'''
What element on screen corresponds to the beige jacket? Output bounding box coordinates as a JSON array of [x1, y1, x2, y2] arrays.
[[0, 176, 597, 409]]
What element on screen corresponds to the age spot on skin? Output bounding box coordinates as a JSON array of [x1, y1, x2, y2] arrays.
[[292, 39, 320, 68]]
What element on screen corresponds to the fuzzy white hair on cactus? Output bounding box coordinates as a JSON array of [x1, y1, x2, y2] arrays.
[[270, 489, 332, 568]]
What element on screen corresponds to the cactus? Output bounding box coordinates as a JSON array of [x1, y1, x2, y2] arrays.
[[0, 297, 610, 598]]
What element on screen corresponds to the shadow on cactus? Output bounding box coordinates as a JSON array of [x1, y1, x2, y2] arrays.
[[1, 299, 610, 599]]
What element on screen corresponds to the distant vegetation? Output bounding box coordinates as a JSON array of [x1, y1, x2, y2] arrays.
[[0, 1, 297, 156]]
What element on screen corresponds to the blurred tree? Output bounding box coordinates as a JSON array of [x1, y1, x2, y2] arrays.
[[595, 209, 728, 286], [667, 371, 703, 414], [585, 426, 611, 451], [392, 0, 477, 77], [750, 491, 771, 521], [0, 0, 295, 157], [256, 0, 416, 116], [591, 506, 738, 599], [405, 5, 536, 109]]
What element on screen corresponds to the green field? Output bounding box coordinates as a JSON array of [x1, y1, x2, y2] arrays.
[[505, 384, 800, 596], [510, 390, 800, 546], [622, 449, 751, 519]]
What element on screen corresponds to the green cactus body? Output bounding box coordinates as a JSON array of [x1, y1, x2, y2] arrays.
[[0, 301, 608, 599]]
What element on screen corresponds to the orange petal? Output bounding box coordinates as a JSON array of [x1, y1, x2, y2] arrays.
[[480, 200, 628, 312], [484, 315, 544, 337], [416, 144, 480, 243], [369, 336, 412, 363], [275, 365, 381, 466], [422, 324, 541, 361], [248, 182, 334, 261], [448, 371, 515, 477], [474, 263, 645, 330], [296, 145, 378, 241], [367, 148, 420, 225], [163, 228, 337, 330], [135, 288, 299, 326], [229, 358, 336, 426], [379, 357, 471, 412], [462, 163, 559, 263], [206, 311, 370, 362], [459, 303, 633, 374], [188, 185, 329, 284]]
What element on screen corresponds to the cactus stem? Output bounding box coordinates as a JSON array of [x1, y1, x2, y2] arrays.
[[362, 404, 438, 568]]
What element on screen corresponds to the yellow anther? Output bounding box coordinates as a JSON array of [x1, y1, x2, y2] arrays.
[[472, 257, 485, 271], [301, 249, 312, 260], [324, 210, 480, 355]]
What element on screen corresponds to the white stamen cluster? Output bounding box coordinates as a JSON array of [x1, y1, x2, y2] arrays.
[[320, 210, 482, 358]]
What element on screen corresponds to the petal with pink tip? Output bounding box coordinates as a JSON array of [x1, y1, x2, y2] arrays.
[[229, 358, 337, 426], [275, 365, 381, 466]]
'''
*Aim of the task*: All of the material, restated exactly, is the expected result.

*Answer to this task*:
What element on screen corresponds to the beige jacket? Output bounding box coordinates as a JSON array of [x1, y1, x2, y2] arrays.
[[0, 176, 597, 409]]
What element on screen corresponds to the age spot on skin? Output bounding box coordinates as a JSON array of [x1, y1, x2, y2] arrays.
[[292, 39, 320, 68]]
What element on screen corresponds to the fuzzy white hair on cactus? Output bounding box coordinates as a JSON array of [x1, y1, x2, y2] arrays.
[[270, 489, 332, 568]]
What element on screen corresponds to the cactus? Output bounding box coordinates as a JSON array of [x1, y1, x2, y2] arrays.
[[0, 297, 610, 598]]
What element on screen corresponds to the shadow on cactus? Output bounding box coordinates as a JSON array of [x1, y1, x2, y2] arrays.
[[1, 299, 610, 599]]
What element on screen corresponds to the distant vegetation? Output bounding box coordinates as a JSON array of [x1, y1, x2, y2] arrays.
[[0, 1, 297, 156]]
What element on screen corresponds to the blurred tree? Output bounding box coordinates as a JSON array of [x1, y1, x2, y2] arrays.
[[595, 209, 728, 286], [667, 371, 703, 414], [585, 426, 611, 451], [392, 0, 477, 77], [750, 491, 771, 521], [0, 0, 295, 157], [256, 0, 416, 116], [591, 506, 738, 599], [405, 5, 536, 109]]
What element on screen corresponds to the green field? Output bounding box coordinates as a JSON array of [x1, y1, x2, y2] arrays.
[[505, 384, 800, 596], [510, 390, 800, 546], [622, 449, 751, 519]]
What element on screen corresponds to the green cactus body? Output bounding box coordinates as a JSON array of [x1, y1, x2, y2] arrays.
[[0, 301, 608, 599]]
What element on screen corresponds to the orange petal? Output bounding box coordinates as a JSON array of [x1, y1, x2, y2] arrays.
[[480, 200, 628, 312], [484, 315, 544, 337], [416, 144, 480, 243], [369, 336, 412, 363], [275, 365, 381, 466], [422, 324, 541, 361], [248, 182, 334, 261], [448, 371, 515, 477], [474, 263, 645, 330], [296, 145, 378, 241], [367, 148, 420, 225], [163, 228, 337, 330], [135, 288, 299, 326], [229, 358, 336, 426], [379, 357, 471, 412], [462, 163, 559, 263], [206, 311, 370, 362], [459, 303, 633, 374], [188, 185, 329, 284]]
What element on screen corresponds to the cactus stem? Output bounding box coordinates as a JSON array of [x1, y1, x2, y2] arrays.
[[362, 404, 438, 568]]
What element on screen corresponds to the yellow anther? Output bounding box coordinates as a JSON array of [x1, y1, x2, y2] arrays.
[[472, 257, 485, 271], [301, 249, 312, 260], [324, 210, 480, 355]]
What element on screen corresponds to the white stamen cluster? Output bounding box coordinates as a JSON array of [x1, y1, x2, y2] arrays.
[[320, 210, 482, 358]]
What element on screen corresponds to the petal with pink tip? Output bounding box coordinates as a JSON array of [x1, y1, x2, y2] arrays.
[[229, 358, 337, 426], [275, 365, 381, 466]]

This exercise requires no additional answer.